» Trecho fornecido
━━━━

‘COP das Florestas, se ainda houver floresta’, afirma Lívia Duarte sobre COP30


Por: Fabyo Cruz

08 de dezembro de 2024
‘COP das Florestas, se ainda houver floresta’, afirma Lívia Duarte sobre COP30
Lívia Duarte, primeira deputada autodeclarada preta eleita no Pará (Marcos Barbosa)

BELÉM (PA) – A chegada da 30ª Conferência das Partes da Convenção-Quadro das Nações Unidas sobre Mudança do Clima (COP30) ao Pará, que será realizada em novembro de 2025, na capital Belém, é cercada de expectativas, sobretudo pelo poder público, além de críticas, principalmente pelas lideranças de comunidades tradicionais.

Enquanto o governo estadual apresenta o evento como a “COP das Florestas”, líderes como Lívia Duarte (Psol), primeira deputada estadual autodeclarada preta eleita no Estado, destacam as contradições do discurso. À CENARIUM, a deputada pontua: “Ela pode ser a COP das Florestas, se ainda houver floresta”.

O questionamento faz alusão às queimadas no Pará, que atingiram níveis preocupantes em 2024. O Estado, por diversas vezes, figurou no topo dos Estados brasileiros com os maiores percentuais de focos de incêndio.

Psicóloga, militante feminista e mãe de dois filhos, Lívia Duarte não poupa palavras para criticar a gestão ambiental e social do governador paraense Helder Barbalho (MDB) frente à crise ambiental. Para ela, há um paradoxo no discurso governamental.

“O Pará quer ser o palco da ‘COP das Florestas’, mas estamos em um processo acelerado de extinção de espécies, desmatamento e queimadas. Como vamos falar de preservação se a prática é outra? Alguns dizem que eu não quero que a COP vá para Belém porque sou oposição, porém, isso é uma mentira. Eu quero que venha, o que nós não estamos precisando é que seja só um grande evento. Construir um espaço, por exemplo, como o Parque da Cidade, com milhões de reais e só. Não é esse o legado que precisamos. A COP deve ser o início de mudanças concretas que atendam a realidade das cidades amazônicas”, declarou.

Na Alepa, Lívia enfrenta uma maioria parlamentar alinhada ao governo (Marcos Barbosa)

Recentemente, ao lado da vereadora Vivi Reis (Psol), Lívia levou denúncias ao Ministério Público do Estado do Pará (MP-PA) sobre as queimadas e a poluição do ar, que têm assolado municípios como Santarém, cidade localizada a 697 quilômetros de Belém. A parlamentar explica que o trâmite no MP-PA envolve investigar e oferecer a denúncia formal, porém, o objetivo sempre é evitar que a situação chegue a esse ponto.

━━━━

» Registros de dados
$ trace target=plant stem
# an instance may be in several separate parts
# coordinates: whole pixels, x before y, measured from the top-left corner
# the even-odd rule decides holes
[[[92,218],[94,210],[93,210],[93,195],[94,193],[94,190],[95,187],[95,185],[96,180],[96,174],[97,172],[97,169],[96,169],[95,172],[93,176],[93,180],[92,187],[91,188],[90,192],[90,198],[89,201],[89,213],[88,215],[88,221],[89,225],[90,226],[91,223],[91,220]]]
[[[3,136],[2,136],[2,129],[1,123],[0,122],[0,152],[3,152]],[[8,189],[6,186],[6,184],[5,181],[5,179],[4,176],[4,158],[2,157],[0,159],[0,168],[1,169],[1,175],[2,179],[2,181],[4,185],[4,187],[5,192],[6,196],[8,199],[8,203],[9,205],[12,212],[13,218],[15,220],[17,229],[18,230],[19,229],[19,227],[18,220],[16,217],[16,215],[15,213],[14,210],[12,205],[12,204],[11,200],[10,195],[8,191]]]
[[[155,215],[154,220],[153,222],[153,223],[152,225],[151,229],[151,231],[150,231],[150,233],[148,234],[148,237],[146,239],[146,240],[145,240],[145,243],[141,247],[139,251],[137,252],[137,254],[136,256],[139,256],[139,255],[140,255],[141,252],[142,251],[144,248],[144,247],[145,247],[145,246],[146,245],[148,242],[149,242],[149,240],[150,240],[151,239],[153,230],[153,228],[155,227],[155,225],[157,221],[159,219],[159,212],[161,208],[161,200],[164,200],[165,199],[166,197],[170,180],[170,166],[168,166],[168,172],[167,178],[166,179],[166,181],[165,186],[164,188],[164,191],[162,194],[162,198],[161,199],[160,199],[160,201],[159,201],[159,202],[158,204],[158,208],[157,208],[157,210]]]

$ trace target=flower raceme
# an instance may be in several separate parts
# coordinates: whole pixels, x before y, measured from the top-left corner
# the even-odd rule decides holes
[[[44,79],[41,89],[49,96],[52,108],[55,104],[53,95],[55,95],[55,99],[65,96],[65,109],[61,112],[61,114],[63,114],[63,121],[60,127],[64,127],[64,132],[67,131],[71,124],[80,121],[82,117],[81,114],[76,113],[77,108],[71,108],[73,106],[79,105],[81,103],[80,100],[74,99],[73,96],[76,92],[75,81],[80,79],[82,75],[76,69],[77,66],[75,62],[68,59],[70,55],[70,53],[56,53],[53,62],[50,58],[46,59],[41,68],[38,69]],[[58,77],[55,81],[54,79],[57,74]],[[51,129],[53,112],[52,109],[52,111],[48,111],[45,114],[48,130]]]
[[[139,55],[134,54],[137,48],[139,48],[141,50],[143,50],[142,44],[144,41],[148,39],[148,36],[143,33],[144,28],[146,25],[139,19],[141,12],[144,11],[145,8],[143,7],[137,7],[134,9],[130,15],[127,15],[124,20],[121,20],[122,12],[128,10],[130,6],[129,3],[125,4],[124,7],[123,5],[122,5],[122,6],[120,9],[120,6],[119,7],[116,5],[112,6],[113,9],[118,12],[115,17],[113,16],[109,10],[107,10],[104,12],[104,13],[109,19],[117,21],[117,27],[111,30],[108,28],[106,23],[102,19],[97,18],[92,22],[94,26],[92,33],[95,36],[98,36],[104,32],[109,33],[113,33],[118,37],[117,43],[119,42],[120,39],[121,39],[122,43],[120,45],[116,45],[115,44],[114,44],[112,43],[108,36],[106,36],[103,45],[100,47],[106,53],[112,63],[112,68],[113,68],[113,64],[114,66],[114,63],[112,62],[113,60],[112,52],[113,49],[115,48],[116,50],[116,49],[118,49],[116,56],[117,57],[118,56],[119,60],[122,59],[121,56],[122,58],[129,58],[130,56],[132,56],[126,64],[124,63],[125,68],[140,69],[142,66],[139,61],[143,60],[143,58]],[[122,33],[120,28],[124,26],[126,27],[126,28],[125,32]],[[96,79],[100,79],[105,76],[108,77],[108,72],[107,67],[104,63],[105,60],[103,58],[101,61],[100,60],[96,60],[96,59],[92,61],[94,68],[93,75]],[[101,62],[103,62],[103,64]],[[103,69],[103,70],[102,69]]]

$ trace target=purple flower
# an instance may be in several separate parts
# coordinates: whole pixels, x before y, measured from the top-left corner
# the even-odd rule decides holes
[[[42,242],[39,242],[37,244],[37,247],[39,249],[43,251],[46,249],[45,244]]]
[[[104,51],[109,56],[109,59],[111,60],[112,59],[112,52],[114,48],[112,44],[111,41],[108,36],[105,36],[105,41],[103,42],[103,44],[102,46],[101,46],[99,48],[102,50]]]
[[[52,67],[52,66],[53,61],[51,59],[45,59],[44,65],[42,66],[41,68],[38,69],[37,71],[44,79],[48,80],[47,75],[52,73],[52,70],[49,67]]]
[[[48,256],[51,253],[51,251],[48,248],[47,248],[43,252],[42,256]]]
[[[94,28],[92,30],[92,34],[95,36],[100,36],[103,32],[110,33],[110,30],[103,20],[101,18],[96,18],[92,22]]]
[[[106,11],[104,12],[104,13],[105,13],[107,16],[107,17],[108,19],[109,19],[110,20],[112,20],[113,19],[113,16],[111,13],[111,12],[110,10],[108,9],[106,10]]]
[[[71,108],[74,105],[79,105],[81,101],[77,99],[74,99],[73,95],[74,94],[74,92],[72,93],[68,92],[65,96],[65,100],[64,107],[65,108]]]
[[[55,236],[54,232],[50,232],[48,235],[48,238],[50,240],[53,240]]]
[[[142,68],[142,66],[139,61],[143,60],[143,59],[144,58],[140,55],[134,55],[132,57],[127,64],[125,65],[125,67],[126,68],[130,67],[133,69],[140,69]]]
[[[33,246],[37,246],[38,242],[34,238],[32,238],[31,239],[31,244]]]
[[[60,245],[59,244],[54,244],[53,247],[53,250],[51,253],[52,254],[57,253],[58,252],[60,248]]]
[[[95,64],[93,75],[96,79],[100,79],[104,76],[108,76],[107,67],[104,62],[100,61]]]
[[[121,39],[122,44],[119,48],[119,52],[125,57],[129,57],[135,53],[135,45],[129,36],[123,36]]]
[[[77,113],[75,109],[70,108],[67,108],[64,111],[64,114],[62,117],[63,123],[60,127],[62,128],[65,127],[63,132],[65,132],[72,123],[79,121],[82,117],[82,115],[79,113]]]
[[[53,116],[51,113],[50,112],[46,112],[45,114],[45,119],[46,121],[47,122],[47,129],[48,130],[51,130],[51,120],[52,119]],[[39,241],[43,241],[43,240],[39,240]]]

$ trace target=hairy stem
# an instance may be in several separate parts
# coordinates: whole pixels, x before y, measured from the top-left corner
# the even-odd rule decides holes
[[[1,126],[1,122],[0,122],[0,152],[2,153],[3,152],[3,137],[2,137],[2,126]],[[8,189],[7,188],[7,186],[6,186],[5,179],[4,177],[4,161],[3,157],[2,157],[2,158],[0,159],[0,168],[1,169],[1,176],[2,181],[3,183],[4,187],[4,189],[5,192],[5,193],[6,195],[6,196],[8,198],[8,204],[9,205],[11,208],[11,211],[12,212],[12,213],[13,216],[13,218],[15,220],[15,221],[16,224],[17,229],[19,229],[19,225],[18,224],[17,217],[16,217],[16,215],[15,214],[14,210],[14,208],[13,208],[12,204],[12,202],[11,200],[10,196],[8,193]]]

━━━━

» Faça isto
Por favor, dê continuidade à reportagem sobre Lívia Duarte e a COP30, começando logo após a última frase apresentada.

» Resposta ao exercício
“Antes disso, oficiamos diversas secretarias municipais e a estadual de Meio Ambiente, buscando soluções diretas. Contudo, muitas vezes enfrentamos resistência por parte do poder público e da mídia tradicional, que frequentemente ignora pautas que confrontam interesses dominantes. As queimadas quase sempre têm a ver com quem está dominando, com quem tem dinheiro, com intenção. E o pior: quem sofre é o povo. Santarém, antes chamada de paraíso amazônico, por conta de Alter do Chão, agora se destaca negativamente pelo ar irrespirável e pela degradação ambiental”, afirmou.

Lívia Duarte ressaltou que as queimadas têm raízes estruturais: desmatamento, interesses econômicos e negligência ambiental. Ela lembra que a situação de Santarém ganhou repercussão na imprensa nacional pouco mais de um mês após o início da crise na região. “Pela primeira vez, essa realidade de Santarém foi noticiada em rede nacional, no Jornal Nacional”, disse.

Fogo atinge floresta de várzea em Santarém, no Oeste do Pará (Reprodução/Luiz Fernando Rocha Miranda)

Caso não haja avanço no MP do Pará, ela diz que irá recorrer ao Ministério Público Federal (AM). Entretanto, para a parlamentar, a última instância é a consciência popular.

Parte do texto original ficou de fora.